- _What needs to be done_
Put everything in the records from the line containing "Expected output: one point per instance of the distant" down to the line containing "Given the photo below." into a numbered list, both lines included. Leave out any blank lines.

[Stored items from a collection]
----
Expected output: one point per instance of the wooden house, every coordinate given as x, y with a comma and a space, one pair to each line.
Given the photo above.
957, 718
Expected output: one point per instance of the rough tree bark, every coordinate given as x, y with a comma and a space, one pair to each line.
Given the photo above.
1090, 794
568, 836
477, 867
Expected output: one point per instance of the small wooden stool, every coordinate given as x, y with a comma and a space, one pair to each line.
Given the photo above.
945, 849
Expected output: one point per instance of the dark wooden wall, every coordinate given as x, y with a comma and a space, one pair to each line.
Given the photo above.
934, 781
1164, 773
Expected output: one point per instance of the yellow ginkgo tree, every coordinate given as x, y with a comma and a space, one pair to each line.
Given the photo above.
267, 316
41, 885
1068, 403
----
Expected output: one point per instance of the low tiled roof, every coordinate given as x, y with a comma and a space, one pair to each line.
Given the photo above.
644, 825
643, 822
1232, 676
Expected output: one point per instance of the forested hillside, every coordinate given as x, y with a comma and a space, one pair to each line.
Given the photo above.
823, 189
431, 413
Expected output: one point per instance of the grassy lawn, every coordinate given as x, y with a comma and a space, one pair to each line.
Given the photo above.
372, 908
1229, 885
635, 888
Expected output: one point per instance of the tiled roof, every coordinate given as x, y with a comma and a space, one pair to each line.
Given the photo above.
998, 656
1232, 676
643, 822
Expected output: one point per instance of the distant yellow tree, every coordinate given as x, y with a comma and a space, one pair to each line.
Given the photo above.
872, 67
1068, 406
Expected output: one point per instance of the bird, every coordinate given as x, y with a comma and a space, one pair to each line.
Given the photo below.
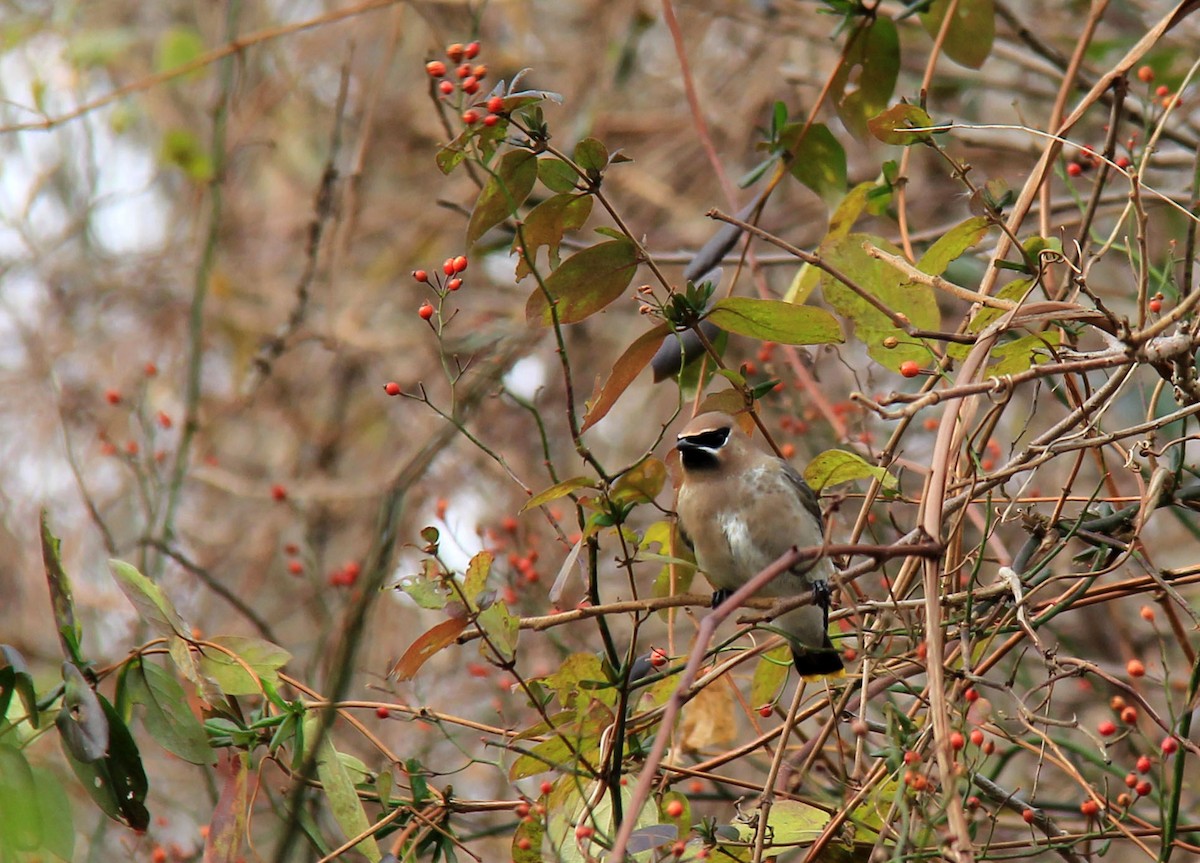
----
- _Response below_
1. Expected output: one point per instance of the distant yellow tree, every coordinate given as x, y with a comma and a space, one pair to each line.
2. Given the photo above.
3. 872, 67
4. 1068, 406
5. Expected output: one point per instance of the bird, every coordinate given as x, y with a comma and a space, one pair to each line.
6. Given the photo below.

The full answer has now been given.